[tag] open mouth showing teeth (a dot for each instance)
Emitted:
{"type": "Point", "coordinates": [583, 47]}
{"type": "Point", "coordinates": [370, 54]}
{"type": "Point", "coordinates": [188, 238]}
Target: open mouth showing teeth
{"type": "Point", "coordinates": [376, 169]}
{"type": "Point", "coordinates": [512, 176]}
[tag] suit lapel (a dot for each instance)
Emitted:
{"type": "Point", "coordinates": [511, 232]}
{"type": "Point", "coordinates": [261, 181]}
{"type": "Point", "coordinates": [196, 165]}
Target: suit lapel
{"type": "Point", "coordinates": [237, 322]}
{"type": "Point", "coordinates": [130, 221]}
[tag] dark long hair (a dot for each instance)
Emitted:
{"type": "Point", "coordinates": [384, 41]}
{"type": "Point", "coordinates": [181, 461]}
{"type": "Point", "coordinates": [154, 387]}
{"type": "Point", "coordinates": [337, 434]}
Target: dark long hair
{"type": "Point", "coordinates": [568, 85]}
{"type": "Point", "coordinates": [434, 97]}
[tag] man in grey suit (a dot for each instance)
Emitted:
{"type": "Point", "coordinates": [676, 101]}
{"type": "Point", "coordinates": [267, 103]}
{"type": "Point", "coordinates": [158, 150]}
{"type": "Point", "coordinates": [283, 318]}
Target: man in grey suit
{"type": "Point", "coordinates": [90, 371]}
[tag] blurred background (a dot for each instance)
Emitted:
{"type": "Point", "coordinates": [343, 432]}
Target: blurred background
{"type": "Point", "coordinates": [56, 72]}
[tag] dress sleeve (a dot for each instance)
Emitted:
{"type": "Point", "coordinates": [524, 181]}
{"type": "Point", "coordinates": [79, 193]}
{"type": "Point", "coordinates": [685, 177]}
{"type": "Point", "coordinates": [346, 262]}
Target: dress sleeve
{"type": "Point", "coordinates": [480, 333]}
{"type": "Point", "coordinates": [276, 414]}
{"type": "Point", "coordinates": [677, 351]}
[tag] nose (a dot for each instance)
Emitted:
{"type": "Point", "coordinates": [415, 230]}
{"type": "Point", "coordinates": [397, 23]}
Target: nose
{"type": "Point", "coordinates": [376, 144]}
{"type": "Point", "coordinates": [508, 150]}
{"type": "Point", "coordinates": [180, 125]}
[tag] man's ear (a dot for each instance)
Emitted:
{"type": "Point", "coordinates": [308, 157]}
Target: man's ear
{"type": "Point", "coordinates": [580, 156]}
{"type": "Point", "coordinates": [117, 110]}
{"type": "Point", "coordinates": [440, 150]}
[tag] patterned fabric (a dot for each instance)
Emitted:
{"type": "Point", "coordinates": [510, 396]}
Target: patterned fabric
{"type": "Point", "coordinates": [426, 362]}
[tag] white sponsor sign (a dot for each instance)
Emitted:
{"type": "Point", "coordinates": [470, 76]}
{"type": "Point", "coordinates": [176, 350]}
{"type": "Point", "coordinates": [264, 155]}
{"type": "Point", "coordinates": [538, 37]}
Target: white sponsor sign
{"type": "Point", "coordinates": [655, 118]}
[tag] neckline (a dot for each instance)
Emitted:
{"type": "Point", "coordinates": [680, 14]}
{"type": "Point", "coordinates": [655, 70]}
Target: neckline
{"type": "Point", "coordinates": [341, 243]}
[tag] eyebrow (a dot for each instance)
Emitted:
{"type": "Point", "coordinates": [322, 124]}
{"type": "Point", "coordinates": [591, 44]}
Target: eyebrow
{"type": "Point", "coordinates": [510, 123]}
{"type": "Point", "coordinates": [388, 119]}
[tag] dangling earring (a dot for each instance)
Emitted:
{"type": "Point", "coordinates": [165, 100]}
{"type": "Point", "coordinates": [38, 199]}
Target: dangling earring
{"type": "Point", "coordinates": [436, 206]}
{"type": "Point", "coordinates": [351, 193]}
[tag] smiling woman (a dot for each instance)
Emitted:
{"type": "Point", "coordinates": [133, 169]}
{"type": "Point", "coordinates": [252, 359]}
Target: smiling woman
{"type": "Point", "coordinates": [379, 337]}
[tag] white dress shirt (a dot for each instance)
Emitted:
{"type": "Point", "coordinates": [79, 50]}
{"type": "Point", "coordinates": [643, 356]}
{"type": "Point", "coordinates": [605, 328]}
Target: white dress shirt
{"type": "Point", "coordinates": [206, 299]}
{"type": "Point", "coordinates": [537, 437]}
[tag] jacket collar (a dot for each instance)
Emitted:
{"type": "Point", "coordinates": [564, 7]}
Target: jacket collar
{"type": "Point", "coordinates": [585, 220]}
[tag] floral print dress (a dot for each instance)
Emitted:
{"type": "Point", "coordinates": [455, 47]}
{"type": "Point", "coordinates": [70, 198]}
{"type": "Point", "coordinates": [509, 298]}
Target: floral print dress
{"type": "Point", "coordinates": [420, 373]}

_ _ _ _ _

- Task item
Word for word, set down all the lines above.

- Expected answer
[tag] open mouth showing teeth (a dot for each instance)
Emitted:
{"type": "Point", "coordinates": [583, 47]}
{"type": "Point", "coordinates": [370, 54]}
{"type": "Point", "coordinates": [188, 238]}
Target: open mouth showing teeth
{"type": "Point", "coordinates": [376, 169]}
{"type": "Point", "coordinates": [512, 176]}
[tag] suit lapel (a dot for each instance)
Emitted:
{"type": "Point", "coordinates": [511, 232]}
{"type": "Point", "coordinates": [261, 181]}
{"type": "Point", "coordinates": [196, 165]}
Target: suit lapel
{"type": "Point", "coordinates": [237, 322]}
{"type": "Point", "coordinates": [130, 221]}
[tag] dark long hair (a dot for each instance)
Emitted:
{"type": "Point", "coordinates": [384, 41]}
{"type": "Point", "coordinates": [181, 461]}
{"type": "Point", "coordinates": [154, 387]}
{"type": "Point", "coordinates": [337, 434]}
Target: dark long hair
{"type": "Point", "coordinates": [568, 85]}
{"type": "Point", "coordinates": [434, 97]}
[tag] man in grey suit (a dot for each instance)
Emitted:
{"type": "Point", "coordinates": [676, 101]}
{"type": "Point", "coordinates": [267, 103]}
{"type": "Point", "coordinates": [158, 150]}
{"type": "Point", "coordinates": [283, 318]}
Target: man in grey suit
{"type": "Point", "coordinates": [90, 371]}
[tag] blurred background (a dot for each instance)
Emitted:
{"type": "Point", "coordinates": [343, 432]}
Target: blurred background
{"type": "Point", "coordinates": [56, 72]}
[tag] dress sleeve (a dot for each instance)
Emitted:
{"type": "Point", "coordinates": [524, 181]}
{"type": "Point", "coordinates": [79, 193]}
{"type": "Point", "coordinates": [685, 177]}
{"type": "Point", "coordinates": [346, 262]}
Target: dress sleeve
{"type": "Point", "coordinates": [480, 333]}
{"type": "Point", "coordinates": [276, 414]}
{"type": "Point", "coordinates": [677, 351]}
[tag] nose (a dot for each instance)
Emitted:
{"type": "Point", "coordinates": [415, 230]}
{"type": "Point", "coordinates": [397, 23]}
Target: nose
{"type": "Point", "coordinates": [376, 144]}
{"type": "Point", "coordinates": [508, 150]}
{"type": "Point", "coordinates": [180, 125]}
[tag] man's ear (a dot for each instance)
Emitted:
{"type": "Point", "coordinates": [308, 157]}
Target: man's ear
{"type": "Point", "coordinates": [580, 156]}
{"type": "Point", "coordinates": [117, 110]}
{"type": "Point", "coordinates": [440, 150]}
[tag] patterned fabric (a dot for each instance)
Emitted:
{"type": "Point", "coordinates": [510, 396]}
Target: patterned fabric
{"type": "Point", "coordinates": [426, 362]}
[tag] white sponsor sign (a dot for each instance)
Emitted:
{"type": "Point", "coordinates": [470, 76]}
{"type": "Point", "coordinates": [176, 350]}
{"type": "Point", "coordinates": [264, 155]}
{"type": "Point", "coordinates": [538, 37]}
Target: white sponsor sign
{"type": "Point", "coordinates": [655, 118]}
[tag] neckline (a dot for each instance)
Emitted:
{"type": "Point", "coordinates": [680, 14]}
{"type": "Point", "coordinates": [655, 70]}
Target: neckline
{"type": "Point", "coordinates": [341, 243]}
[tag] eyebrow (a dot for each instance)
Emitted:
{"type": "Point", "coordinates": [322, 124]}
{"type": "Point", "coordinates": [591, 44]}
Target: eyebrow
{"type": "Point", "coordinates": [510, 123]}
{"type": "Point", "coordinates": [388, 119]}
[tag] dangling earring (a dot for each instance)
Emitted:
{"type": "Point", "coordinates": [165, 100]}
{"type": "Point", "coordinates": [38, 199]}
Target: dangling earring
{"type": "Point", "coordinates": [436, 206]}
{"type": "Point", "coordinates": [351, 193]}
[tag] smiling woman (a dot for each instance)
Emitted:
{"type": "Point", "coordinates": [133, 169]}
{"type": "Point", "coordinates": [252, 359]}
Target: smiling woman
{"type": "Point", "coordinates": [379, 337]}
[tag] white dress shirt (a dot for each instance)
Emitted:
{"type": "Point", "coordinates": [79, 50]}
{"type": "Point", "coordinates": [643, 356]}
{"type": "Point", "coordinates": [605, 328]}
Target: white dress shirt
{"type": "Point", "coordinates": [206, 299]}
{"type": "Point", "coordinates": [537, 437]}
[tag] jacket collar (a dot for each instance)
Emitted:
{"type": "Point", "coordinates": [564, 7]}
Target: jacket collar
{"type": "Point", "coordinates": [585, 220]}
[tag] floral print dress (a dot for each instance)
Emitted:
{"type": "Point", "coordinates": [455, 47]}
{"type": "Point", "coordinates": [70, 198]}
{"type": "Point", "coordinates": [509, 298]}
Target: floral print dress
{"type": "Point", "coordinates": [420, 373]}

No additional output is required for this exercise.